*Work to be completed*. Copy everything from the start of the data down to the line containing "[73,251,386,299]", substituting "locator" for each "detector" and leaving all else unchanged. Omit the pictures from your answer.
··· Data records ···
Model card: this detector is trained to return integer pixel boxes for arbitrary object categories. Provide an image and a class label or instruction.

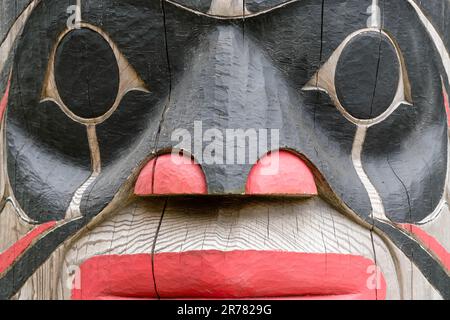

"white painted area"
[352,126,389,221]
[66,172,98,220]
[208,0,249,17]
[0,0,40,72]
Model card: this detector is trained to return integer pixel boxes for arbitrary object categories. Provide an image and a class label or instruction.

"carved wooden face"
[0,0,450,299]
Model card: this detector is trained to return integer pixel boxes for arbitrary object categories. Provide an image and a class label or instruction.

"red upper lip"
[73,251,386,299]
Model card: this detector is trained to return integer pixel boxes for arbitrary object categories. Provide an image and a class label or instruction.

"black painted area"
[416,0,450,50]
[6,1,90,222]
[55,29,119,118]
[157,1,370,216]
[0,0,31,43]
[0,219,88,300]
[81,0,171,216]
[335,31,400,119]
[374,221,450,300]
[169,0,212,13]
[362,1,447,223]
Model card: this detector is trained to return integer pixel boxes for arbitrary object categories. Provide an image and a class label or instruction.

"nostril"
[245,151,317,196]
[134,154,207,196]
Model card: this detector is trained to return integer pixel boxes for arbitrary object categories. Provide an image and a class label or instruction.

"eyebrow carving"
[0,0,40,72]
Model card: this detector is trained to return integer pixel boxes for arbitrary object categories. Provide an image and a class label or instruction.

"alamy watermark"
[171,121,280,175]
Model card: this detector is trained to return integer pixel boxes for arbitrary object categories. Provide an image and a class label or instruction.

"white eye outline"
[302,28,412,127]
[40,22,150,125]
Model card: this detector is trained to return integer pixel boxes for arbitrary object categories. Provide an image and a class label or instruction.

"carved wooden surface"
[0,0,450,299]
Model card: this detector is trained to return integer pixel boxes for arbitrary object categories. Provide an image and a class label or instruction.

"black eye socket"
[335,31,400,119]
[54,29,119,119]
[41,22,149,125]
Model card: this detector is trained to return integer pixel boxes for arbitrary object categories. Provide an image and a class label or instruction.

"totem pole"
[0,0,450,299]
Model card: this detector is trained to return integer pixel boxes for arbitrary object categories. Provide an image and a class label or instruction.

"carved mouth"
[62,197,398,299]
[72,250,386,300]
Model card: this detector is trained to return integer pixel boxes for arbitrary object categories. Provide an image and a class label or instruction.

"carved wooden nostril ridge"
[245,151,318,196]
[134,154,208,196]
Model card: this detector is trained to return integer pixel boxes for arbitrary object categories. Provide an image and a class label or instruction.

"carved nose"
[134,151,317,197]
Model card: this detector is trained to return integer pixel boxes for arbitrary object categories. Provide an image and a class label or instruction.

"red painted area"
[245,151,317,196]
[72,254,157,300]
[0,221,56,274]
[400,223,450,270]
[134,154,207,196]
[72,251,386,299]
[0,80,11,120]
[442,85,450,127]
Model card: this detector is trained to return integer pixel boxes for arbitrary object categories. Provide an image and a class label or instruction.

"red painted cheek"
[0,80,11,120]
[72,254,157,300]
[399,223,450,270]
[72,250,386,300]
[245,151,317,196]
[0,221,56,274]
[134,154,207,196]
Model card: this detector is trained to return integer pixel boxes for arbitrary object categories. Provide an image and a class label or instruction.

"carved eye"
[303,28,411,125]
[42,23,148,124]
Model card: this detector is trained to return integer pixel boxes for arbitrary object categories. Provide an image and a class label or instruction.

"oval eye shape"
[55,29,119,119]
[335,31,400,119]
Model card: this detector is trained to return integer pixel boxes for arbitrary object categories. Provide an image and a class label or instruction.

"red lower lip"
[72,251,386,300]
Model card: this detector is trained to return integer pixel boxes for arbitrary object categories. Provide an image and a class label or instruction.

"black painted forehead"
[167,0,292,17]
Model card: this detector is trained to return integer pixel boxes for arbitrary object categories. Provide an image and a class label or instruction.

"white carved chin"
[59,197,403,299]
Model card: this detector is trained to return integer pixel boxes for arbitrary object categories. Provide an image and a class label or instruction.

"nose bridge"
[158,23,296,194]
[173,22,282,129]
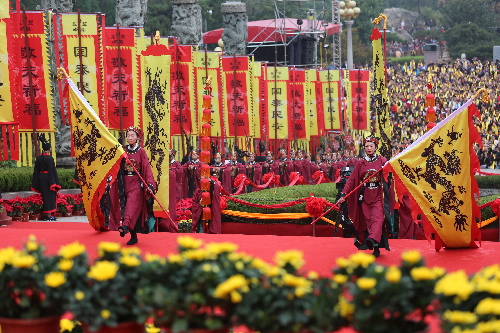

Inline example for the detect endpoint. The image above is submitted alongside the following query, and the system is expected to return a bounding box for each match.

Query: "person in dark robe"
[31,134,61,221]
[117,126,156,245]
[158,149,184,233]
[337,137,389,257]
[183,149,203,198]
[245,152,262,193]
[222,151,245,193]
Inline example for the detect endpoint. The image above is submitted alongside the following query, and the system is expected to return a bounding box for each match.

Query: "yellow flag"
[384,100,481,250]
[66,77,125,230]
···
*Result for this exercise*.
Model card: this locator is trained to return integer pixel boxes for arbitrary object categories. Provide an image and a class label or instruction.


"white painted area"
[352,126,389,221]
[66,172,98,220]
[208,0,249,17]
[0,0,40,72]
Model card: this locator is trained to return integer pixel boxes for arbitrary object categories. Provide an image and a class label or instruction.

"carved wooden face"
[0,0,450,299]
Model card: this locator is trained to return integer pixel boxes for arbitrary object categories. Provide an image and a class label or instruction.

"red upper lip"
[73,251,386,299]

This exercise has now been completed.